Famille d'Adon: Bourgeois - Rameau de St Père (1)
La lente construction du domaine familial
Aucune famille n'a marqué aussi fortement et aussi longtemps l'histoire du village d'Adon. En effet, son aventure patrimoniale débute dans les années 1470 et, bien que sous une forme beaucoup plus restreinte, dure encore aujourd'hui, soit plus de cinq siècles !
De même, l'histoire de la Chapelle Sainte Berthe près d'Adon est indéféctiblement liée à cette famille puisqu'elle en a possédé les terrains pendant tout ce temps.
Le document laissé par Rameau de St Père en 1875 sur cette histoire est particulièrement édifiant. Nous en publions ci dessous de très larges extraits, tant les faits relatés sont intéressants.
Histoire d'une famille de petits propriétaires du Gâtinais depuis le commencement du XVIe siècle jusqu'à nos jours, par M. RAMEAU.
"...à la fin du XVe siècle, vivait à Gien-sur-Loire une famille de tanneurs nommés Bourgeois: D'après les usages connus de l'époque et les transmissions professionnelles, qui étaient de tradition dans les familles, il est probable, vu l'aisance qui paraît avoir régné déjà dans la maison, que les Bourgeois étaient engagés dans les opérations de la tannerie depuis plusieurs générations. Le premier dont les actes de la famille fassent mention, est Jean Bourgeois, dont nous avons deux actes authentiques, l'un en 1470, l'autre en 1478. Son fils, Thibaut Bourgeois, épousa Marie Heurte, qu'il laissa veuve en 1490, avec deux fils, Jean et Thibaut. Déjà, à cette époque (1480), la famille Bourgeois possédait à quatre lieues de Gien, sur la paroisse d'Adon, un petit domaine nommé le Petit-Tallot ; ce domaine pouvait comporter à cette époque 100 arpents, environ 50 hectares. Mais les propriétaires s'employaient avec une persévérance économe et industrieuse à l'agrandir, ainsi que nous allons le voir.

+-------+

Objectif: Renvoyez sans rien changer le passage de l'extrait sur la famille Bourgeois qui commence aux mots « La lente construction » et s'arrête après « relatés sont intéressants. ».

Données sources:
+-------+

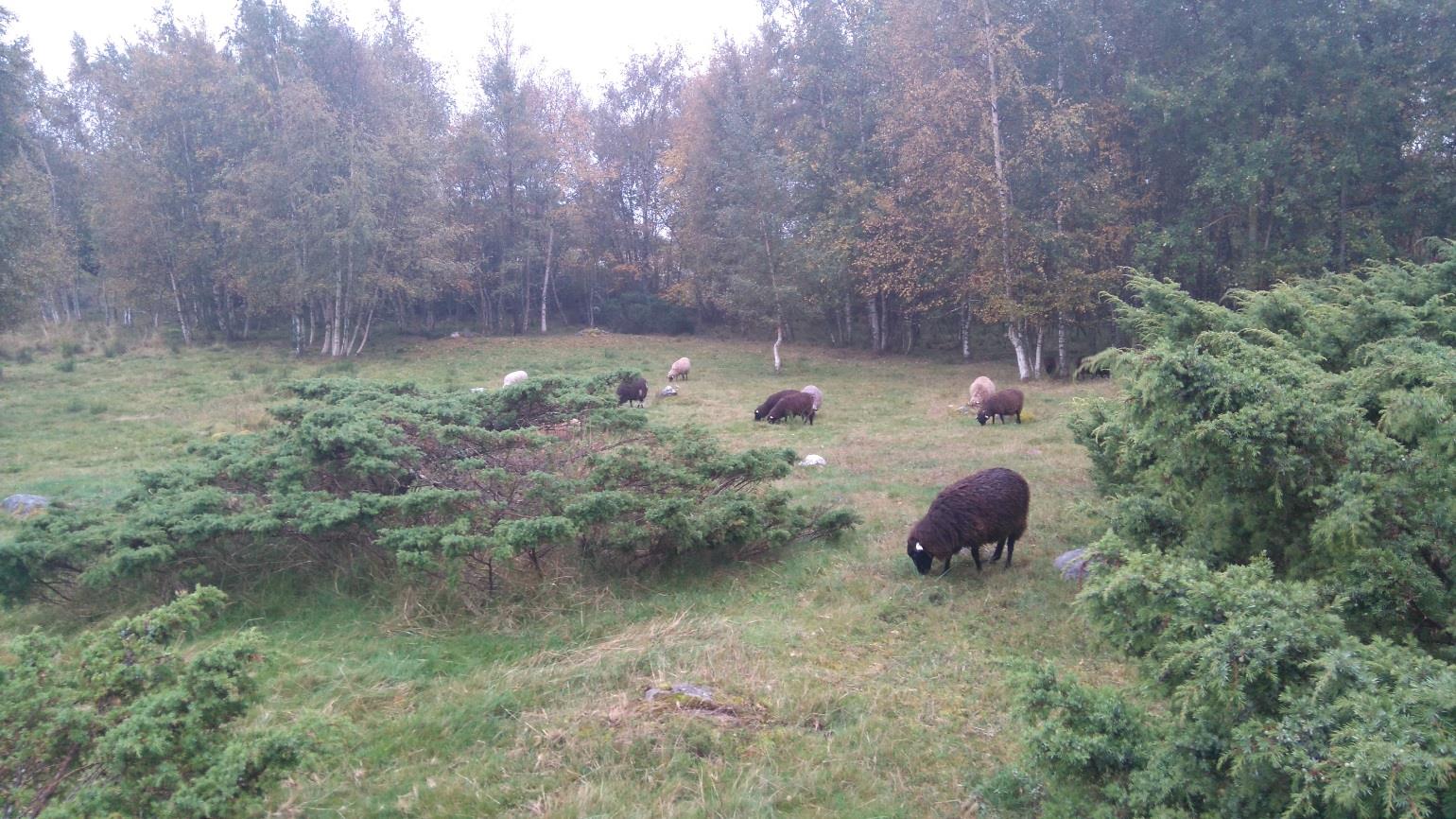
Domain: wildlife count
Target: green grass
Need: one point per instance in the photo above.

+-------+

Réponse:
La lente construction du domaine familial
Aucune famille n'a marqué aussi fortement et aussi longtemps l'histoire du village d'Adon. En effet, son aventure patrimoniale débute dans les années 1470 et, bien que sous une forme beaucoup plus restreinte, dure encore aujourd'hui, soit plus de cinq siècles !
De même, l'histoire de la Chapelle Sainte Berthe près d'Adon est indéféctiblement liée à cette famille puisqu'elle en a possédé les terrains pendant tout ce temps.
Le document laissé par Rameau de St Père en 1875 sur cette histoire est particulièrement édifiant. Nous en publions ci dessous de très larges extraits, tant les faits relatés sont intéressants.